## Task requirements:
Transcribe the whole listing precisely, leaving nothing out.

________

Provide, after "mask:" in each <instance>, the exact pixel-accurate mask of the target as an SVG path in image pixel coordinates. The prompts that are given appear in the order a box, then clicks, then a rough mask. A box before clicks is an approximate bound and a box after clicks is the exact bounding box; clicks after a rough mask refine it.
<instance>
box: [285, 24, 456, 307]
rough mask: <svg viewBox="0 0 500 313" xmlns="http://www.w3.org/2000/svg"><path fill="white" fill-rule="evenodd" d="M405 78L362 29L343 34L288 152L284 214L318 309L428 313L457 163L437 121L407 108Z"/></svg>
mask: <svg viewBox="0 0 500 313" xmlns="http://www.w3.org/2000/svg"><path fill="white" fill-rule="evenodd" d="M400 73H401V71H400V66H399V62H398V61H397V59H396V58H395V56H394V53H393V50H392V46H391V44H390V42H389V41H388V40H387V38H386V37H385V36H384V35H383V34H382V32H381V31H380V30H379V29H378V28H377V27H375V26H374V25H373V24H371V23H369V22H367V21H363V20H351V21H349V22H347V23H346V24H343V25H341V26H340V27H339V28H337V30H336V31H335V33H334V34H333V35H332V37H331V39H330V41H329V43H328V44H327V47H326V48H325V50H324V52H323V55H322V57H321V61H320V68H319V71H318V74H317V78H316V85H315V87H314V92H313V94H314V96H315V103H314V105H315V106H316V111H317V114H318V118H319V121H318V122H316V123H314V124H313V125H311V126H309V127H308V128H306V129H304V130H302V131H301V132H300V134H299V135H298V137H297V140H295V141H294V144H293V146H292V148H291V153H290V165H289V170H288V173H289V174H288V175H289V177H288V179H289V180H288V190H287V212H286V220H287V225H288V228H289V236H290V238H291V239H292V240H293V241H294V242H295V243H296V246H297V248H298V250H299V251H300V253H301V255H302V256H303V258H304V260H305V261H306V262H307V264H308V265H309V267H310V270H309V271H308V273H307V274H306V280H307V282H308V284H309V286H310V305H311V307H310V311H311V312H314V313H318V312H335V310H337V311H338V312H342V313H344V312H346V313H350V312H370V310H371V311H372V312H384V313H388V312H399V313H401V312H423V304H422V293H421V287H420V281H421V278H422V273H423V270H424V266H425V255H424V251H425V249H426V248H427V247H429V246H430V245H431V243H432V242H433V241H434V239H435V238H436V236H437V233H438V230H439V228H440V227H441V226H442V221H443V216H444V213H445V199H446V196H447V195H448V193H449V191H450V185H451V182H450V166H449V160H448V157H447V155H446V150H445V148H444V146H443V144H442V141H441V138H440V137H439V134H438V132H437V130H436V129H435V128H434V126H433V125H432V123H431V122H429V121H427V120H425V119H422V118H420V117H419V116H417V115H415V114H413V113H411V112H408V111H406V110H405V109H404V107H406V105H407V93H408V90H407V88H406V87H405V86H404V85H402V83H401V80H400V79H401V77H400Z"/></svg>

________

## Exercise response:
Provide, after "mask:" in each <instance>, the exact pixel-accurate mask of the target as an SVG path in image pixel coordinates. The prompts that are given appear in the order a box, then clicks, then a rough mask. A box before clicks is an approximate bound and a box after clicks is the exact bounding box; clicks after a rough mask refine it.
<instance>
box: [285, 24, 456, 307]
rough mask: <svg viewBox="0 0 500 313" xmlns="http://www.w3.org/2000/svg"><path fill="white" fill-rule="evenodd" d="M405 78L362 29L343 34L288 152L284 214L318 309L428 313L457 163L437 121L407 108Z"/></svg>
mask: <svg viewBox="0 0 500 313" xmlns="http://www.w3.org/2000/svg"><path fill="white" fill-rule="evenodd" d="M400 73H401V71H400V66H399V62H398V61H397V59H396V58H395V56H394V53H393V50H392V46H391V44H390V42H389V41H388V40H387V38H386V37H385V36H384V35H383V34H382V32H381V31H380V30H379V29H378V28H377V27H375V26H374V25H373V24H371V23H369V22H367V21H363V20H351V21H349V22H347V23H346V24H343V25H341V26H340V27H339V28H337V30H336V31H335V33H334V34H333V35H332V37H331V39H330V41H329V43H328V44H327V47H326V48H325V50H324V52H323V55H322V57H321V61H320V68H319V71H318V74H317V78H316V85H315V87H314V92H313V94H314V96H315V103H314V105H315V106H316V111H317V114H318V118H319V121H318V122H316V123H314V124H313V125H311V126H309V127H308V128H306V129H304V130H302V131H301V132H300V134H299V135H298V137H297V140H295V141H294V144H293V146H292V148H291V153H290V165H289V170H288V173H289V174H288V175H289V177H288V179H289V180H288V190H287V212H286V220H287V225H288V228H289V236H290V238H291V239H292V240H293V241H294V242H295V243H296V246H297V248H298V250H299V251H300V253H301V255H302V256H303V258H304V260H305V261H306V262H307V264H308V265H309V267H310V270H309V271H308V273H307V274H306V280H307V282H308V284H309V286H310V305H311V307H310V311H311V312H314V313H318V312H335V310H337V311H338V312H342V313H344V312H346V313H350V312H370V310H371V311H372V312H384V313H388V312H399V313H401V312H423V304H422V293H421V287H420V281H421V278H422V273H423V270H424V266H425V255H424V251H425V249H426V248H427V247H429V246H430V245H431V243H432V242H433V241H434V239H435V238H436V236H437V233H438V230H439V228H440V227H441V226H442V221H443V216H444V213H445V199H446V196H447V195H448V193H449V191H450V185H451V182H450V166H449V160H448V157H447V155H446V150H445V148H444V146H443V144H442V141H441V138H440V137H439V134H438V132H437V130H436V129H435V128H434V126H433V125H432V123H431V122H429V121H427V120H425V119H422V118H420V117H419V116H417V115H415V114H413V113H411V112H408V111H406V110H405V109H404V107H406V105H407V93H408V90H407V88H406V87H405V86H404V85H402V83H401V80H400V79H401V77H400Z"/></svg>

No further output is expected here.